◆ DESCRIPTION OF THE TASK:
Take the entries below and reproduce them word for word.

>> Start RECORDED DATA

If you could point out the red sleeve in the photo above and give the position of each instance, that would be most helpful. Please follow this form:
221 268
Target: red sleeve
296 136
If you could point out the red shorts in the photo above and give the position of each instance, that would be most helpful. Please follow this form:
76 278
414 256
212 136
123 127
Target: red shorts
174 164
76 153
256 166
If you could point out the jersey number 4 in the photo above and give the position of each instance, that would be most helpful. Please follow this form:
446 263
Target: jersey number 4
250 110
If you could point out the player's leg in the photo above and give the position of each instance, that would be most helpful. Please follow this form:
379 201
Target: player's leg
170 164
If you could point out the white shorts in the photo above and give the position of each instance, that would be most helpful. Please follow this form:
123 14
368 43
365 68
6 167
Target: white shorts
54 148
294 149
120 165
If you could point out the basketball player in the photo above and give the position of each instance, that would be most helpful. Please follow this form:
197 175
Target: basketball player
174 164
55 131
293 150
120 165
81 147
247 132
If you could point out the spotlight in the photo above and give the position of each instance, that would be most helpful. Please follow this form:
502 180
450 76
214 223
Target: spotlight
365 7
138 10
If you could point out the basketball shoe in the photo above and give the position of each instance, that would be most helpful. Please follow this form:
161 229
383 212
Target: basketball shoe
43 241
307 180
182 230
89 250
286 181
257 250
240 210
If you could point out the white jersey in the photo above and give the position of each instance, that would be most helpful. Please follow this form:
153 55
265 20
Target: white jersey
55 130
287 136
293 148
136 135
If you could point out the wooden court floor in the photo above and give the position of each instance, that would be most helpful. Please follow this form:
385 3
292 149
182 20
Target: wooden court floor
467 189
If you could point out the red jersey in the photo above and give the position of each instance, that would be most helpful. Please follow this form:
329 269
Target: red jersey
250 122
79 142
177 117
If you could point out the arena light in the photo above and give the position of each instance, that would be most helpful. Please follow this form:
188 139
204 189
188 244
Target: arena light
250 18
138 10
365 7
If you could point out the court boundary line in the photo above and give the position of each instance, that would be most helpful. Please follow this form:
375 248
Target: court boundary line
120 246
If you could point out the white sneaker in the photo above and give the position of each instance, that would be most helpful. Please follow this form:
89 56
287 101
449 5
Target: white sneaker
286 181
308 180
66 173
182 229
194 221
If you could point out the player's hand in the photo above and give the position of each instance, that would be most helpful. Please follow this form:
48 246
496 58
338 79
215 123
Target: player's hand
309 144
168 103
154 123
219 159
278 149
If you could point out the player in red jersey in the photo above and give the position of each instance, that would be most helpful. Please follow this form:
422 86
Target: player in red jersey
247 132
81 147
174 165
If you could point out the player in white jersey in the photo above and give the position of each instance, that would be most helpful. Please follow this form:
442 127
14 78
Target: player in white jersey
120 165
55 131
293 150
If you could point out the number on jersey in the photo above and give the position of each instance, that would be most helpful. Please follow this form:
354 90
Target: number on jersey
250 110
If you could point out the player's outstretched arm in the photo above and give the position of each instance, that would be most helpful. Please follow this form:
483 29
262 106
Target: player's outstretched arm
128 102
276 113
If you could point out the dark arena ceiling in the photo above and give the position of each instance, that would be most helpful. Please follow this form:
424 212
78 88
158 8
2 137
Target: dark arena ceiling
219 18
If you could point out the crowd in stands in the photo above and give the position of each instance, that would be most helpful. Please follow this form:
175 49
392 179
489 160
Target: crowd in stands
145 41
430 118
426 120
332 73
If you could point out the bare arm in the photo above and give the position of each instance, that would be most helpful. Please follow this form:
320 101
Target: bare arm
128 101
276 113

>> End RECORDED DATA

◆ RESPONSE TO THIS EXERCISE:
If you could point out the red sleeve in the photo above and give the position of each instance, that would be most helpful. Please follow this form:
221 268
Target: red sleeve
296 136
If you could point out the red shorts in the photo above and give the position of each instance, that would be most helpful. Please follow this form:
76 278
414 256
212 136
123 127
Target: red shorts
174 164
76 153
256 166
If you could point out the jersey number 4 in the photo above and give the position of each instance, that would be most helpful. Please follow this form:
446 263
Target: jersey number 4
250 110
If you could point out the player's leg in the photo above and give the position of each instance, that would be most helpful. Please follow this form:
379 201
Target: player's leg
170 164
If you could point out the white shorts in the photo above and give the position of each instance, that would be most helpful. Please follow this form:
123 14
368 43
365 68
6 167
Target: white shorts
54 148
294 149
120 165
If you could point out the basketball player in the photo above and give the position of each instance, that would be most helpful. Please follow this form:
197 175
Target: basketball player
174 164
55 131
293 150
120 165
81 147
247 132
If you could point out the spotlight in the photo above and give the position of each instance, that would be most helpful. Please follow this form:
502 180
450 76
214 223
Target: spotlight
365 7
138 10
If you could point out the basketball shoe in the photo above and give the position of each instance, that would be most helpful. Please follow this form:
161 229
383 212
Target: basketball shoe
43 241
307 180
182 230
89 250
286 181
257 250
240 210
If you could point out the white jersey in the photo above and give the position of each instance, that would be most helpful. Please follow this form:
153 55
265 20
Target: white jersey
55 130
287 136
293 148
136 135
If you could point out the wooden court floor in the photo above and give the position of each instance, that would be most helpful. Please follow this form:
385 3
292 149
182 20
Target: wooden court floor
467 189
If you could point out the red jersey in the photo above and give the position of each instance, that would be most helpful. Please follow this form:
329 269
Target: red jersey
250 122
79 142
177 117
If you could point out the arena light in the photo above and give the position of each instance, that would be most helpful. Please follow this form:
188 139
204 189
188 244
Target: arena light
250 18
138 10
365 7
If you could point out the court boundary line in the photo above and give the position of each instance, that would be most helpful. Please follow this form:
375 248
Target: court boundary line
120 246
If you could point out the white sneaker in the photo above and give the position of each instance, that would be most helpful. Please follow this form:
89 56
287 101
449 5
Target: white sneaker
286 181
308 180
66 173
182 229
194 221
If you could point out the player's hand in the photo above and give the position of each instance, that would be most helpful. Please follow this form:
48 246
496 58
338 79
215 123
Target: player's hand
309 144
168 103
154 123
219 159
278 149
If you could point out the player in red jersey in the photo above and give the position of each instance, that would be most helpful. Please follow this form:
422 86
Target: player in red jersey
247 132
81 147
174 165
If you could point out the player in white jersey in the photo above and give the position of each instance, that would be most helpful. Please follow this form:
442 127
14 78
Target: player in white jersey
120 165
55 131
293 150
If you could point out the number on jersey in the photo above and give the position of each instance, that would be most helpful. Please follow this form:
354 90
Target: number on jersey
250 110
If you could point out the player's outstretched arm in the photo above and give the position of each instance, that would be most helpful. Please follow this form:
483 29
262 106
Target: player's outstretched arm
128 102
276 113
If you could point out the dark arena ceiling in the photo above and give the position of each instance, that would be most helpful. Please follow this form:
424 212
78 88
158 8
2 137
Target: dark arena ceiling
219 18
If you could point out the crowd in stands in the photo above and give the position of each instance, that would be most helpful. Please follow this form:
175 49
392 179
489 160
Target: crowd in stands
145 41
430 118
426 120
332 73
If you could point out the bare arm in the photo above and give the position of each instance, that would be most helpful. Please follow this form:
320 101
Target: bare arm
128 101
276 113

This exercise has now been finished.